**TASK BRIEF:**
In the records below, reproduce word for word the lines from the one containing "outline blue bowl rim" through the one containing "Outline every instance of the blue bowl rim.", including both of those lines. Give only those lines.

**DATA PROVIDED:**
╔══
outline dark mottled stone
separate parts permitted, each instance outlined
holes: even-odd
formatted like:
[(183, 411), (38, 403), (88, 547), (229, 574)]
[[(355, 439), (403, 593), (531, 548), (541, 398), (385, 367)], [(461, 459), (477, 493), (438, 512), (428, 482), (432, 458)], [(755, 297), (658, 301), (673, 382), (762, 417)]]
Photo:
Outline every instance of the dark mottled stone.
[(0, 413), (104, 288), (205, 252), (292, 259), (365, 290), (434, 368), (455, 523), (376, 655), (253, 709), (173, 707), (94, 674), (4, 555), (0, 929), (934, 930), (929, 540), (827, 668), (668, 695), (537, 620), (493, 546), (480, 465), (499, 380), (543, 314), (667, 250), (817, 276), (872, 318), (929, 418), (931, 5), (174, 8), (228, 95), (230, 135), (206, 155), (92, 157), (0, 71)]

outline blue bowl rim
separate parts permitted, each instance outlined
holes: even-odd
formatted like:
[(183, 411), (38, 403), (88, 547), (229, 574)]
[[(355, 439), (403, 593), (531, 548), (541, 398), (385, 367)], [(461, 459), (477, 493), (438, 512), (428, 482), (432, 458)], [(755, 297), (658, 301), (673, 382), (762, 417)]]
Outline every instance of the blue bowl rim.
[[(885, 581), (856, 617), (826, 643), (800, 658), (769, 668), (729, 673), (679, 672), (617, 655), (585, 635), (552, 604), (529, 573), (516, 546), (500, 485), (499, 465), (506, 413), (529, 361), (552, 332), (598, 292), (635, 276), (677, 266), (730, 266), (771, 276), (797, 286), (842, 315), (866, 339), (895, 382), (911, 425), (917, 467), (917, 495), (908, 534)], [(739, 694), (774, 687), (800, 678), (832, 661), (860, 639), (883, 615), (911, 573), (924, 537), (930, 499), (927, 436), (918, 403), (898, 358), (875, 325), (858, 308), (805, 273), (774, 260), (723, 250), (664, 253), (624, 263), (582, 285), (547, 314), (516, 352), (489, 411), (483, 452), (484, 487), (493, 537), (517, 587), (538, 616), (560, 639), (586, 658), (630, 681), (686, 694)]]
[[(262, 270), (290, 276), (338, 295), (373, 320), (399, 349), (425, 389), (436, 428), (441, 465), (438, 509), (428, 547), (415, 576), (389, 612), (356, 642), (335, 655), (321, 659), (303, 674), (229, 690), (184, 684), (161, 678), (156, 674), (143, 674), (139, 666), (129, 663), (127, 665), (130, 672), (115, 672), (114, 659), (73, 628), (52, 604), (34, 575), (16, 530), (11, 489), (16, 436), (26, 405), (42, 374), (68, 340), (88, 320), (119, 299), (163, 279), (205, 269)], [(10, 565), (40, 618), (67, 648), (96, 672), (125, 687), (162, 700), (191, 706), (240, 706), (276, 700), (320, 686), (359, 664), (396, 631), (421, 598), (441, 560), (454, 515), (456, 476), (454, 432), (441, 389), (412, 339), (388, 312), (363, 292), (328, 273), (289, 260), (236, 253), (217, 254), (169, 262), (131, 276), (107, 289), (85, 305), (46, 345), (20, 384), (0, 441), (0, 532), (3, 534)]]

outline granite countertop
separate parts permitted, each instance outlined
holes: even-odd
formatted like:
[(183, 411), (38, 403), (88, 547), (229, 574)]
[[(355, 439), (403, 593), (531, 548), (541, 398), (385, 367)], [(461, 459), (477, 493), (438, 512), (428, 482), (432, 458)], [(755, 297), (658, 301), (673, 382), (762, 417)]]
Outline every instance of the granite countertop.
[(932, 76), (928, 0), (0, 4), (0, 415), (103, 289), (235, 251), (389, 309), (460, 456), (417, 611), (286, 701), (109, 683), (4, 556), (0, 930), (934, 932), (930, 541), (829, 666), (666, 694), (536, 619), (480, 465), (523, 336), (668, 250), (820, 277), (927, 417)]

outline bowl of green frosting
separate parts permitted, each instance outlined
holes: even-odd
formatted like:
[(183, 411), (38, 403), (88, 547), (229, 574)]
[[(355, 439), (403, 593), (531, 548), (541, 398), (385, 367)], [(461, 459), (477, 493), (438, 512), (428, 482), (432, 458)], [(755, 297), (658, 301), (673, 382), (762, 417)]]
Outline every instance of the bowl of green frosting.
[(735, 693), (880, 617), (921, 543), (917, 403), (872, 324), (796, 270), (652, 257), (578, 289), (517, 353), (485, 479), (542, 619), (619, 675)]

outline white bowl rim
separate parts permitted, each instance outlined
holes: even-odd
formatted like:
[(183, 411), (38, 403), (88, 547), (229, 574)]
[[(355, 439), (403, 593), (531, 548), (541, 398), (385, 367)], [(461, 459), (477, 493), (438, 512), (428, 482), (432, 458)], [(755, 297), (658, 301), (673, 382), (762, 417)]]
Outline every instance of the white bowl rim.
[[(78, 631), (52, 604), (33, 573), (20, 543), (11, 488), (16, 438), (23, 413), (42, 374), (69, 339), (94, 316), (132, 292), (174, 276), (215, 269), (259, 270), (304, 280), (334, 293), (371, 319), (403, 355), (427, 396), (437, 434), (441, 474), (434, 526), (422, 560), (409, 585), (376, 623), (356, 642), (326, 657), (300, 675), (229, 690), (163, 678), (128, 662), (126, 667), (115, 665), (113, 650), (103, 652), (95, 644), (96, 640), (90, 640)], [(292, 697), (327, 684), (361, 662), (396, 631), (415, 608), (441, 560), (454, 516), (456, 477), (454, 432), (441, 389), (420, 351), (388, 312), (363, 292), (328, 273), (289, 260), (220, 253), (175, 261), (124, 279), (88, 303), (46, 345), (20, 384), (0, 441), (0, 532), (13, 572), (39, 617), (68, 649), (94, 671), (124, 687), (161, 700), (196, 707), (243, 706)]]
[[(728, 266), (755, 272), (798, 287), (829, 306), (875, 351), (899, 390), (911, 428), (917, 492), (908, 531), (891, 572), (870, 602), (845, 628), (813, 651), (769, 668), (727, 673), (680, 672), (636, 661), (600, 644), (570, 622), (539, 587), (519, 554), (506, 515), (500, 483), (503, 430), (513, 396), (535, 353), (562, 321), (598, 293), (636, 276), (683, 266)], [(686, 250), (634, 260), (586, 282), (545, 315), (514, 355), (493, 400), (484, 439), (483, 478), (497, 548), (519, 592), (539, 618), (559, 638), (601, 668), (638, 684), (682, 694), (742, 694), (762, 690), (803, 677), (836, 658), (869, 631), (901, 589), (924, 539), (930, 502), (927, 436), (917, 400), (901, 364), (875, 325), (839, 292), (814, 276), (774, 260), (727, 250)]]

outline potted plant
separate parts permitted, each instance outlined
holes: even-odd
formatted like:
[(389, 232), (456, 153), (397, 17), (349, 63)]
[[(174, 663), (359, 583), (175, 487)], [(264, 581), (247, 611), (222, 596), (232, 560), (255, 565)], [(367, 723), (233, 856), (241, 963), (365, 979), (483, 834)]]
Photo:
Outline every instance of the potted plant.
╚══
**RESPONSE TO THE EXERCISE:**
outline blue bowl rim
separate parts permitted, each instance outlined
holes: even-odd
formatted like:
[(183, 411), (38, 403), (88, 547), (229, 574)]
[[(355, 439), (403, 593), (531, 548), (541, 398), (385, 367)], [(461, 459), (477, 493), (438, 512), (428, 482), (432, 458)], [(755, 297), (658, 301), (673, 382), (762, 417)]]
Outline every instance of the blue bowl rim.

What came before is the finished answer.